Segment Open

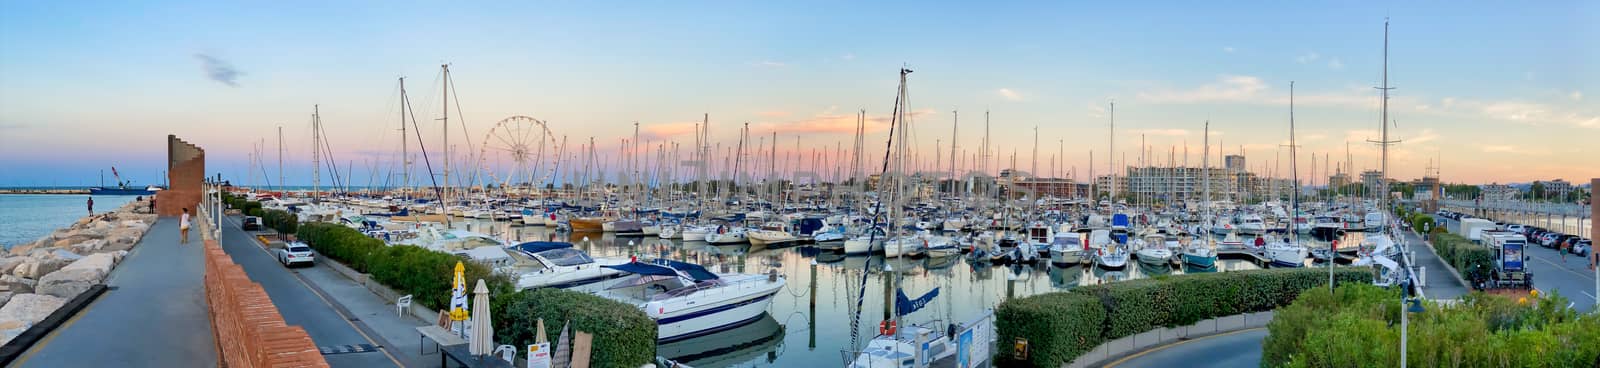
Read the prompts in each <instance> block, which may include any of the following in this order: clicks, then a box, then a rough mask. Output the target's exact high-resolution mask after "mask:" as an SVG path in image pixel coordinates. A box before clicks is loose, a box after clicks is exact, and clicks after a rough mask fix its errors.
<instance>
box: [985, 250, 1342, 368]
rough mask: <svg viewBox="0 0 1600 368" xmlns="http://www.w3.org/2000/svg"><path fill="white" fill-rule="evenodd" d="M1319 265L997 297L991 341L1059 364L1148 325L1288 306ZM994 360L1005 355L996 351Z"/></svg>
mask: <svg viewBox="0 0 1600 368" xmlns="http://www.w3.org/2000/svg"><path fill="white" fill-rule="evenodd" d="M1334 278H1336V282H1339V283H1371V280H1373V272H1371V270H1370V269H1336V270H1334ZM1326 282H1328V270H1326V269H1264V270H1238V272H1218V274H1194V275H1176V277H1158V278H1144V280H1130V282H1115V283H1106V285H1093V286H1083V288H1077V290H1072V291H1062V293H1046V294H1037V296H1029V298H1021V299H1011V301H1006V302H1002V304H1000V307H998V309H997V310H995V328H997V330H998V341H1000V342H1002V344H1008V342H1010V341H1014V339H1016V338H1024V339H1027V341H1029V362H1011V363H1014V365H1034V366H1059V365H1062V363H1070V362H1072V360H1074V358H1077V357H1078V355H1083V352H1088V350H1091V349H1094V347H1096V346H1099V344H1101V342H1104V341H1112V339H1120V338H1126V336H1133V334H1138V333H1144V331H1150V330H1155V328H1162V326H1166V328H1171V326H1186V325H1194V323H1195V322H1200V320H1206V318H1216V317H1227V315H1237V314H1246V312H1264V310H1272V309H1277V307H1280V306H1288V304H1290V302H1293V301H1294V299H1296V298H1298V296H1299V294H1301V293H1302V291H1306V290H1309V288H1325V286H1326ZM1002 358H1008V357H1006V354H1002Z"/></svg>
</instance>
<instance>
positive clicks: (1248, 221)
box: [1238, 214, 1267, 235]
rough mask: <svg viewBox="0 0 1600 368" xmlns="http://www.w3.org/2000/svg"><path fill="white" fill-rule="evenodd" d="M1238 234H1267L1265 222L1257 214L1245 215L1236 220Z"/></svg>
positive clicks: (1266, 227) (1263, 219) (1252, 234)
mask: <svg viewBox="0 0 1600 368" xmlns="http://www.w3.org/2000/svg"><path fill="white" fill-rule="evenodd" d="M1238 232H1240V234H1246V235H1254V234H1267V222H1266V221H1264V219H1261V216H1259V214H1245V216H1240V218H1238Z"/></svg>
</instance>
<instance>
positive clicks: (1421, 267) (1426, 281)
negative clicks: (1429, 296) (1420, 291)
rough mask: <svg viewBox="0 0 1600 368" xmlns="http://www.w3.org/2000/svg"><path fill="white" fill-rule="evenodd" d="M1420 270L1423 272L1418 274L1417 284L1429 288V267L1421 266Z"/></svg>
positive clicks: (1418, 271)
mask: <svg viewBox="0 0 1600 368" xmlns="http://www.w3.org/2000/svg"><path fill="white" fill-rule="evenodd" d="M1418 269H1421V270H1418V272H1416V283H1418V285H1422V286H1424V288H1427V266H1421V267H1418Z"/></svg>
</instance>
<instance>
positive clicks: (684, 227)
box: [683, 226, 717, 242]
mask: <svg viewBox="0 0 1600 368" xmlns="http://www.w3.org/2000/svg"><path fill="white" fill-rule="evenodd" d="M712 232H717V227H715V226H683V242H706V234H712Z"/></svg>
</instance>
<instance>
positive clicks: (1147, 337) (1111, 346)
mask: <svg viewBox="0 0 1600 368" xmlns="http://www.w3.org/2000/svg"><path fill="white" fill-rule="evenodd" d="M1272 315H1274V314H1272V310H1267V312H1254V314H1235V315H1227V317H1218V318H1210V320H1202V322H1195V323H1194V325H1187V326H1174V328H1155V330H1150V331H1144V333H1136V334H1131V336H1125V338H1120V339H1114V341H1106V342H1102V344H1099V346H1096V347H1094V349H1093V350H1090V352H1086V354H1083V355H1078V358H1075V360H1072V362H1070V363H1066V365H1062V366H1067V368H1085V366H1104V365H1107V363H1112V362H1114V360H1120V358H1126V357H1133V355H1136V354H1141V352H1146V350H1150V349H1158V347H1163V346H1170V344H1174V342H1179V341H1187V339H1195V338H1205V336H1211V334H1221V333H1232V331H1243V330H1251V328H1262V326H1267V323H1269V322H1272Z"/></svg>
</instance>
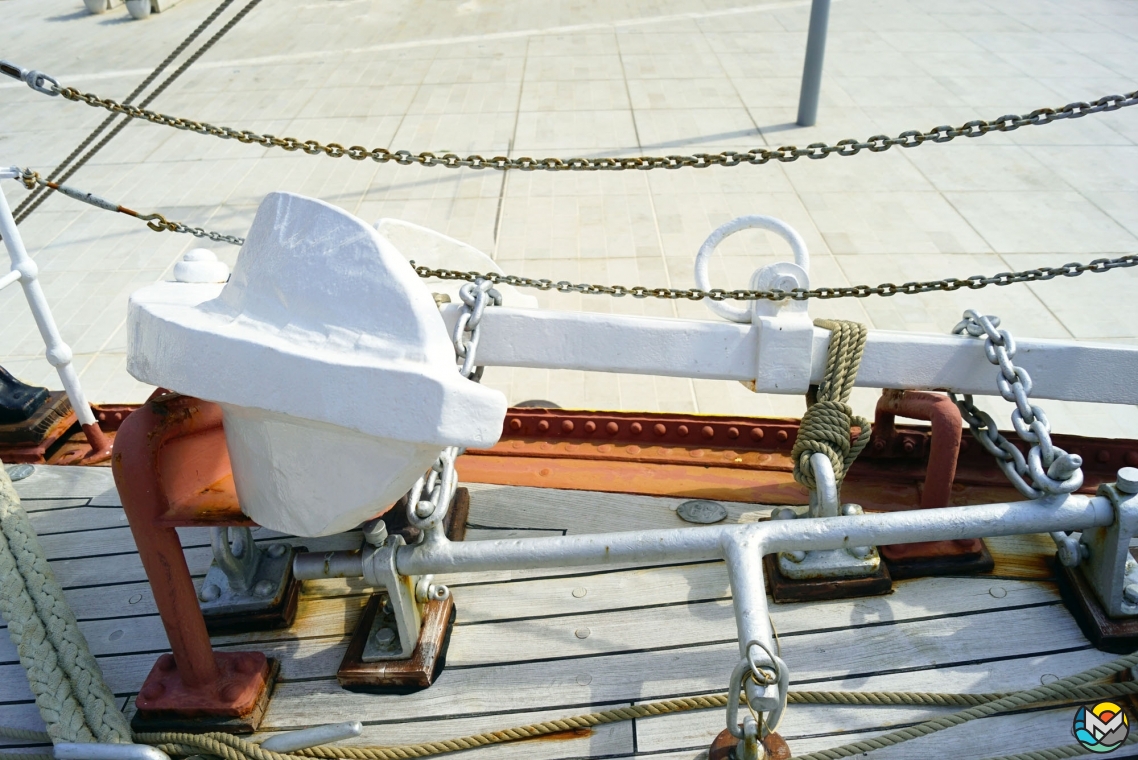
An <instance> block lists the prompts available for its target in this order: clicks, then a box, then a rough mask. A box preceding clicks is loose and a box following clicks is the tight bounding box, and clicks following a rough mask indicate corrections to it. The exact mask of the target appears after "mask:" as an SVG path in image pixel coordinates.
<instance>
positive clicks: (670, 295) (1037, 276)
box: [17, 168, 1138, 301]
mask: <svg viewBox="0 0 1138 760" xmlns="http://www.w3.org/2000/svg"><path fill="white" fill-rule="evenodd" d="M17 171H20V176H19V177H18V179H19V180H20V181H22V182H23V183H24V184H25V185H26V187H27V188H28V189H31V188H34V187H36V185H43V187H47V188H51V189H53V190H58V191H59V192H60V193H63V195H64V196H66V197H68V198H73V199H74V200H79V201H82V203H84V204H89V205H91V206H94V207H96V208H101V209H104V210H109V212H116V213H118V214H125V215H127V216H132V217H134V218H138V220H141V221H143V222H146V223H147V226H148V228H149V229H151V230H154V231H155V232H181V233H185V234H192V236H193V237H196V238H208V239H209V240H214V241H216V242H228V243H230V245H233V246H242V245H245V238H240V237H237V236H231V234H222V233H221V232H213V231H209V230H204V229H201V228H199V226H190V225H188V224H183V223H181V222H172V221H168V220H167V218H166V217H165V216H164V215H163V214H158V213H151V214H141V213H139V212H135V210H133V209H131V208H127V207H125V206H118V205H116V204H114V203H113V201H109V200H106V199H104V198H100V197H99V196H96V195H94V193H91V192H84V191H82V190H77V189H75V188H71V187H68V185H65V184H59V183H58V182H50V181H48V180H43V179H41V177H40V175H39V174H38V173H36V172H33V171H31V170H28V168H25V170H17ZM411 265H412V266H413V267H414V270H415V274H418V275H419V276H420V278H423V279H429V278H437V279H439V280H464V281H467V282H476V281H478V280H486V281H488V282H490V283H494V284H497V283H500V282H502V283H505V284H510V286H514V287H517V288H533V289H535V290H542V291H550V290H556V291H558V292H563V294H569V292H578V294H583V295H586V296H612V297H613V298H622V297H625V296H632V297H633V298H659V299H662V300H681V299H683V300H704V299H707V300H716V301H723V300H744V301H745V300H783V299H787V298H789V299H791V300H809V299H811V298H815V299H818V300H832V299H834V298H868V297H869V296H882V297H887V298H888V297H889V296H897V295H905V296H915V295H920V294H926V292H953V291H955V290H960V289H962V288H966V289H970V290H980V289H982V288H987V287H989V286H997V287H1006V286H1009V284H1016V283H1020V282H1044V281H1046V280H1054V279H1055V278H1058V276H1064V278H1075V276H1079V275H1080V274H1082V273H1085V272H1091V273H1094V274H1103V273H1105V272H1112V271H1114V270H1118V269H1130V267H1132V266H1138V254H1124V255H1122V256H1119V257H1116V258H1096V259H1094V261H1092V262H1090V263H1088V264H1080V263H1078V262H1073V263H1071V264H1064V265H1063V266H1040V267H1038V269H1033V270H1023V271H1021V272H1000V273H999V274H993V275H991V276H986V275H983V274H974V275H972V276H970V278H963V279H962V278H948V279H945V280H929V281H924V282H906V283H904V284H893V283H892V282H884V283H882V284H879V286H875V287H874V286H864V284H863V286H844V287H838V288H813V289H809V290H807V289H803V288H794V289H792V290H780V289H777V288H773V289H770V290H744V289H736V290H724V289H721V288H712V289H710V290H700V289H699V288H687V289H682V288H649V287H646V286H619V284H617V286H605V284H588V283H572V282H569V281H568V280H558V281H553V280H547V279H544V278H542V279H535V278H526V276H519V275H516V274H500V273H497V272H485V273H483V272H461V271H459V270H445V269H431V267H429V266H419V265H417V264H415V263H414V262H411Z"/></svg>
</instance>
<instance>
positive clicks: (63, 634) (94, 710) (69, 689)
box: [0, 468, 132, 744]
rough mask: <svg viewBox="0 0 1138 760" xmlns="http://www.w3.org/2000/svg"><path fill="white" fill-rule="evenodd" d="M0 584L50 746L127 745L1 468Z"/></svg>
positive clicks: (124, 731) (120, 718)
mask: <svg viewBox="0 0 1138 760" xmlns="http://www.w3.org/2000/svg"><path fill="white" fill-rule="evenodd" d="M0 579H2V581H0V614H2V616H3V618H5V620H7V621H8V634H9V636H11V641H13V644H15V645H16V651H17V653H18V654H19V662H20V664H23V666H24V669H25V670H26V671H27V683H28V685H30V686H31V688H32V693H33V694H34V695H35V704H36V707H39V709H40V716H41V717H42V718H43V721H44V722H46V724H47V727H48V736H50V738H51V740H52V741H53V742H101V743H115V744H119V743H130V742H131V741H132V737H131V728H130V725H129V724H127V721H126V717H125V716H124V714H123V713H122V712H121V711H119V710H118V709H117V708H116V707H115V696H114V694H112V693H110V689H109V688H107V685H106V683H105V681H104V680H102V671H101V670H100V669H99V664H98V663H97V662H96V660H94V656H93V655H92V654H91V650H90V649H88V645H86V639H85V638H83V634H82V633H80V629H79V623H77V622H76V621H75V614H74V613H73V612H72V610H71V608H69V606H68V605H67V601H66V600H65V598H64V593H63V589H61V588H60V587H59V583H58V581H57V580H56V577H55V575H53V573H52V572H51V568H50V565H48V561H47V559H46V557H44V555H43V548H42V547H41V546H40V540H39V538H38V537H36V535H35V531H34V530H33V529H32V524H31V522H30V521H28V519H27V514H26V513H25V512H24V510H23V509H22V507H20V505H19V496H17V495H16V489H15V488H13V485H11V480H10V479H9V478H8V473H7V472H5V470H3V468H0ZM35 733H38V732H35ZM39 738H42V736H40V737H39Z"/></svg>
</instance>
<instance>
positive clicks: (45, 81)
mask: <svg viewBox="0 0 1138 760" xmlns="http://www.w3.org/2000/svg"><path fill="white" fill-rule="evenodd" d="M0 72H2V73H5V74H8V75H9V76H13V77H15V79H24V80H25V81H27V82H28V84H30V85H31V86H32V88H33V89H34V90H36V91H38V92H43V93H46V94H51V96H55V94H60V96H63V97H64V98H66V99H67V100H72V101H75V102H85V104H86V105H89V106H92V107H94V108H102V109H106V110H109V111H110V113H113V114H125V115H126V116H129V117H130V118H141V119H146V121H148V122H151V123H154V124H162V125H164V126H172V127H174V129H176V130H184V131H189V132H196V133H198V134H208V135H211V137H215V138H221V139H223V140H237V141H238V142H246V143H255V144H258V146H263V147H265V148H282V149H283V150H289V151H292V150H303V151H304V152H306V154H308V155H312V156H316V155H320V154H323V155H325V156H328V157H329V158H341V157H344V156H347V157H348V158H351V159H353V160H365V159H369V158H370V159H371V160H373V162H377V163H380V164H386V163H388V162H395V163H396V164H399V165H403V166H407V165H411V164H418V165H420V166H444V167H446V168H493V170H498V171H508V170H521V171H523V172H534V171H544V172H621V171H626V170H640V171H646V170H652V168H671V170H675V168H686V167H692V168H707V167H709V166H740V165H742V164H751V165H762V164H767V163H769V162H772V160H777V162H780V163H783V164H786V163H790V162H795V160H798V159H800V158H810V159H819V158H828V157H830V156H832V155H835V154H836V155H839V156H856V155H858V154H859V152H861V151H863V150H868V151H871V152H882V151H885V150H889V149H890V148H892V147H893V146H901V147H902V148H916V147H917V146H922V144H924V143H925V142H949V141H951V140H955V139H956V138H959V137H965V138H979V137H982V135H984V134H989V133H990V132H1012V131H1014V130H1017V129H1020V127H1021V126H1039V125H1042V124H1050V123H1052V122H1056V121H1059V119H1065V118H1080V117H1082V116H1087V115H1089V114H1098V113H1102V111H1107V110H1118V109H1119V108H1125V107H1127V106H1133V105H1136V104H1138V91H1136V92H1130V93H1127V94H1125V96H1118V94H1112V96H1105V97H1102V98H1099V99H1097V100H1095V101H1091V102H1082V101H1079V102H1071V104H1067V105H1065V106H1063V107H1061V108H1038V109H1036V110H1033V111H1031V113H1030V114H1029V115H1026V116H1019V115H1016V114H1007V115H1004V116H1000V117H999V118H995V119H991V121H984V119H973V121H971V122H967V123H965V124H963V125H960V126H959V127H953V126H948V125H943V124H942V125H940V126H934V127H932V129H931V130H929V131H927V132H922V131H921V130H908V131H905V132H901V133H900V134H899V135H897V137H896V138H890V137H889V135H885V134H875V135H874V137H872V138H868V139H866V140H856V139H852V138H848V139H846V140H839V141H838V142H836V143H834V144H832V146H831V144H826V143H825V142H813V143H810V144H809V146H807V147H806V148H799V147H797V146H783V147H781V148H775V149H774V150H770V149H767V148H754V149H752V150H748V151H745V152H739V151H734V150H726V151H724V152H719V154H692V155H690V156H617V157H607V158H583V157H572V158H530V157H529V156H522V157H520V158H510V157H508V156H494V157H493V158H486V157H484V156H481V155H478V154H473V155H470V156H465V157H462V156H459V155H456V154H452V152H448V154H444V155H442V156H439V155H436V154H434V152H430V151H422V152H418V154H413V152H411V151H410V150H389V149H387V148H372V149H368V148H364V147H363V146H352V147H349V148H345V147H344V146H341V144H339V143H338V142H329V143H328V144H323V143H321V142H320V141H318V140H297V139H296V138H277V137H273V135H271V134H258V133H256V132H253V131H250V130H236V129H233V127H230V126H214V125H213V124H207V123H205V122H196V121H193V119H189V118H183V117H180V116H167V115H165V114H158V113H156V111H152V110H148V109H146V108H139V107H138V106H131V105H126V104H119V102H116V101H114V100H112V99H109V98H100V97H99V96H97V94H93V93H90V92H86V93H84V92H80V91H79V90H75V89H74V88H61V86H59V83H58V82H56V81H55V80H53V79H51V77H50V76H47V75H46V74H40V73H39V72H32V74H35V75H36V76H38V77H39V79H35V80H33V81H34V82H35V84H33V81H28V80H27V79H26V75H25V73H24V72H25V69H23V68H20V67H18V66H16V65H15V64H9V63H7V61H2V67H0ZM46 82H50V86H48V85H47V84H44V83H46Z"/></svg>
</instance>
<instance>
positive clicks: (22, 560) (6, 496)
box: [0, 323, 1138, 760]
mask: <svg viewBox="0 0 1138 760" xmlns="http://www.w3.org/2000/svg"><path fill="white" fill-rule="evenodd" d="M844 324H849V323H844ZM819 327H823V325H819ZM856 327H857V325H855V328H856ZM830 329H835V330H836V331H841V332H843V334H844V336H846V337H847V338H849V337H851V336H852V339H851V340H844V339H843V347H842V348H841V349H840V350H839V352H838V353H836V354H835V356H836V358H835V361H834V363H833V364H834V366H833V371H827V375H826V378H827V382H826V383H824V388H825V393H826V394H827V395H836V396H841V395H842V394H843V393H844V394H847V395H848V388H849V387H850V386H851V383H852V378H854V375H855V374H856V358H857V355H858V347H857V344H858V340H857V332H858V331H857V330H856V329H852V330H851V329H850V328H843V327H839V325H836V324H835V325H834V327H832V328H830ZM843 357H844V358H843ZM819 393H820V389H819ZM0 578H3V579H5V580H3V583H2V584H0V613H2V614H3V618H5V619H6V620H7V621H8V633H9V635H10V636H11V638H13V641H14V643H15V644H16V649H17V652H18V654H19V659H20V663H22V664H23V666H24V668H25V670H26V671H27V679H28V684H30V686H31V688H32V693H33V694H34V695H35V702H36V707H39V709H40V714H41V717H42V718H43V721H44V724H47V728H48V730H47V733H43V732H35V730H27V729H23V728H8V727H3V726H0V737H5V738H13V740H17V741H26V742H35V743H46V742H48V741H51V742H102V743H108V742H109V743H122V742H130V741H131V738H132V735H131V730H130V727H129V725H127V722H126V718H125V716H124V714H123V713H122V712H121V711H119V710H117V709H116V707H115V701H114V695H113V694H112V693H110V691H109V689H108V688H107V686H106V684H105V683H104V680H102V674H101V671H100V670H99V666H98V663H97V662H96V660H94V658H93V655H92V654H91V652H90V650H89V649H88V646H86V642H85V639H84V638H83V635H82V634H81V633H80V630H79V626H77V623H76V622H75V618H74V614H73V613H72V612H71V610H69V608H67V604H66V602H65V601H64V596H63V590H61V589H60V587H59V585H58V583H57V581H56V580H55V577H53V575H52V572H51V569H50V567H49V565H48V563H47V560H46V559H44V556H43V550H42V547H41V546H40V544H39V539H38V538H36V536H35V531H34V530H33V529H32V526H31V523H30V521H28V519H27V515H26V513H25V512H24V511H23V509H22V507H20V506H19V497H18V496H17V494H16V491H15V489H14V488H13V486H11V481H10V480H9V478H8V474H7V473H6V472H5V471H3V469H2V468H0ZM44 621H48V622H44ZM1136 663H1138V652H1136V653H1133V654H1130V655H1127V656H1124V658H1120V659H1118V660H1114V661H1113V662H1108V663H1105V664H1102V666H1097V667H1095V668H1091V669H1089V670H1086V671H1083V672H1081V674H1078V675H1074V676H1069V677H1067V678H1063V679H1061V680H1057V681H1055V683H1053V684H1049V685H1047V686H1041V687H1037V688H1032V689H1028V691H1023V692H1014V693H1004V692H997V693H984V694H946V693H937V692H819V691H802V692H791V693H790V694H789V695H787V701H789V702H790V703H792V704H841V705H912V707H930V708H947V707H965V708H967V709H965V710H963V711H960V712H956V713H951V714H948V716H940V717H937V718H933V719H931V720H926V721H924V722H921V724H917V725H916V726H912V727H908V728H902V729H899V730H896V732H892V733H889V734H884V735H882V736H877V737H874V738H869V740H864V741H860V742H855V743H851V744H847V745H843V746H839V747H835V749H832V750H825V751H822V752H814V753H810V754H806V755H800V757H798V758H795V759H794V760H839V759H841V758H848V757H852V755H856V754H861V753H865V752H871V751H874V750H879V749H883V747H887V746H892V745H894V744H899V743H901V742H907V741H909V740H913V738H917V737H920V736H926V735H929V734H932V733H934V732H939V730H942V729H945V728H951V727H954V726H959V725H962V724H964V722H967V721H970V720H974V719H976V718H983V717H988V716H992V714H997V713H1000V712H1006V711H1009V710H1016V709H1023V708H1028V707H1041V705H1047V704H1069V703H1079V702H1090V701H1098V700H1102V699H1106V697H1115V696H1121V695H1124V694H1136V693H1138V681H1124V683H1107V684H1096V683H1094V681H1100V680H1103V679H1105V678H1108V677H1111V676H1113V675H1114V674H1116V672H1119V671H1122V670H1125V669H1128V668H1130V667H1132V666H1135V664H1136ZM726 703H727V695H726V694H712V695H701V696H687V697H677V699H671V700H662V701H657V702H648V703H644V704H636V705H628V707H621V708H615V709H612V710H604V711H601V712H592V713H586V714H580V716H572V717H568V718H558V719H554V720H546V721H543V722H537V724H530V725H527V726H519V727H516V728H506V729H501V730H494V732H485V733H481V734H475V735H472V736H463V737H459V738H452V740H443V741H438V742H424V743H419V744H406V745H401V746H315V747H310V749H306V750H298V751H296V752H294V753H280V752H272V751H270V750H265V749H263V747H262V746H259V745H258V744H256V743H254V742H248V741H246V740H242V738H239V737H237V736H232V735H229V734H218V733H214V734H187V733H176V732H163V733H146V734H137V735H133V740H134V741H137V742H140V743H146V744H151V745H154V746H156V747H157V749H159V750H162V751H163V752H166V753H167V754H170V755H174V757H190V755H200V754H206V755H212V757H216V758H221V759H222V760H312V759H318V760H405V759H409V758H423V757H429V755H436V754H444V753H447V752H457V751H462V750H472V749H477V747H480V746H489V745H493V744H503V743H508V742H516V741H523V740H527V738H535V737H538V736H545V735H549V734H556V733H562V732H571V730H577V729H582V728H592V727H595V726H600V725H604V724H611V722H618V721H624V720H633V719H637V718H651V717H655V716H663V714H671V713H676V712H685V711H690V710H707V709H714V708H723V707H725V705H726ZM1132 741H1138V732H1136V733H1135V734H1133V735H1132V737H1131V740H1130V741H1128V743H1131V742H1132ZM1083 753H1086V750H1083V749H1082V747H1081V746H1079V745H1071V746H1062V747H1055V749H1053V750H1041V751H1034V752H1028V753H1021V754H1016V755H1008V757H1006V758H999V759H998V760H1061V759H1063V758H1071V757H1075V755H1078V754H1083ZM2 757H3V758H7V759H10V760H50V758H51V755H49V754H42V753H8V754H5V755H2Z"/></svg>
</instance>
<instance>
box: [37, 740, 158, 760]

Segment Closed

What needs to be done » Everything from the line containing "positive clicks: (63, 634)" through the line containing "584L50 746L127 745L1" in the material above should be retyped exactly, both ends included, and nothing more.

Exercise output »
positive clicks: (63, 634) (94, 710) (69, 689)
box: [0, 468, 132, 744]
rough mask: <svg viewBox="0 0 1138 760" xmlns="http://www.w3.org/2000/svg"><path fill="white" fill-rule="evenodd" d="M0 584L50 746L127 745L1 468Z"/></svg>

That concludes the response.